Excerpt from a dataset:
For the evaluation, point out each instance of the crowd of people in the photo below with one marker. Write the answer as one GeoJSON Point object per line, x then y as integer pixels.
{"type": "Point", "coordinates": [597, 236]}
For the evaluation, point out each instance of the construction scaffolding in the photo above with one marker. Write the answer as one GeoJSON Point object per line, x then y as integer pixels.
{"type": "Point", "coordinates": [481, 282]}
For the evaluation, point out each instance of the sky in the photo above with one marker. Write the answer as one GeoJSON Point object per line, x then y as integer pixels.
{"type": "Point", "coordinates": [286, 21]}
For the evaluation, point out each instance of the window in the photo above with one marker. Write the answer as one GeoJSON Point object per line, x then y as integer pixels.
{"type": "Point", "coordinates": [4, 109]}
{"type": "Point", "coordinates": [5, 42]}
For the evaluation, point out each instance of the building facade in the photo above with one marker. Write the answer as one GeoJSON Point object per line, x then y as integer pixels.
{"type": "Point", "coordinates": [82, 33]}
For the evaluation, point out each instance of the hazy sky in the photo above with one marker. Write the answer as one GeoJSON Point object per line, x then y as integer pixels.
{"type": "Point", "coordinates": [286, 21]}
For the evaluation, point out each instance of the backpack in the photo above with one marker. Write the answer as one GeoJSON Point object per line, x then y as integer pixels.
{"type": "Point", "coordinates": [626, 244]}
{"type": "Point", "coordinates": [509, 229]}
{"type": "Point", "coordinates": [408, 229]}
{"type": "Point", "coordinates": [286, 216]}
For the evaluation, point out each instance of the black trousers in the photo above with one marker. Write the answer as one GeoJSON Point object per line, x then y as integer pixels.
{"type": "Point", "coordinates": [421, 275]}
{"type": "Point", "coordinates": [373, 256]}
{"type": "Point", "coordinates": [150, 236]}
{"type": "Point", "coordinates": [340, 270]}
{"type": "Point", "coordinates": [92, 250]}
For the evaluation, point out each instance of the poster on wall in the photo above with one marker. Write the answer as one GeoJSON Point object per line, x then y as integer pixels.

- **Task description**
Format the entries above as a Markdown table with two columns, Row and Line, numbering each line in order and leaving out blank lines.

- **Final result**
| Row | Line |
|---|---|
| 1 | For the evaluation, point out each instance of the crowd of people in the photo below with one marker. Write the answer as one GeoJSON Point object per line, x then y as integer pixels. |
| 2 | {"type": "Point", "coordinates": [597, 236]} |
| 3 | For the evaluation, point out each instance of the construction scaffolding in the photo above with one marker. Write the answer as one GeoJSON Point object per line, x then y as integer pixels. |
| 4 | {"type": "Point", "coordinates": [481, 282]} |
| 5 | For the evaluation, point out each instance of the sky in the photo above with one marker. Write the answer as one GeoJSON Point object per line, x then y as integer pixels. |
| 6 | {"type": "Point", "coordinates": [286, 21]} |
| 7 | For the evaluation, point out each instance of the window in the photo above with one marker. Write the answer as one GeoJSON Point object per line, x then y as integer pixels. |
| 8 | {"type": "Point", "coordinates": [4, 109]} |
| 9 | {"type": "Point", "coordinates": [5, 42]} |
| 10 | For the evaluation, point out each instance of the building facade in the photo above with one marker. Write the answer as one GeoJSON Point object per line, x then y as integer pixels. |
| 11 | {"type": "Point", "coordinates": [82, 33]} |
| 12 | For the evaluation, point out each instance of the hazy sky in the photo above with one marker. Write the answer as one GeoJSON Point object per line, x then y as integer pixels. |
| 13 | {"type": "Point", "coordinates": [286, 21]} |
| 14 | For the evaluation, point out each instance of the backpack in the photo above with one marker. Write the answer as one GeoJSON Point object per line, x then y as integer pixels. |
| 15 | {"type": "Point", "coordinates": [626, 244]} |
| 16 | {"type": "Point", "coordinates": [509, 229]} |
| 17 | {"type": "Point", "coordinates": [408, 229]} |
| 18 | {"type": "Point", "coordinates": [286, 216]} |
| 19 | For the evaluation, point out each instance of the black trousers in the photo above with one marker. Write the answer as one GeoJSON Point object per line, x then y as integer pixels. |
| 20 | {"type": "Point", "coordinates": [421, 275]} |
| 21 | {"type": "Point", "coordinates": [373, 256]} |
| 22 | {"type": "Point", "coordinates": [150, 236]} |
| 23 | {"type": "Point", "coordinates": [340, 270]} |
| 24 | {"type": "Point", "coordinates": [92, 250]} |
| 25 | For the evaluation, point out each instance of the poster on wall in the photo above with one marker. Write the answer as one GeoJSON Point object per line, x then y as integer pixels. |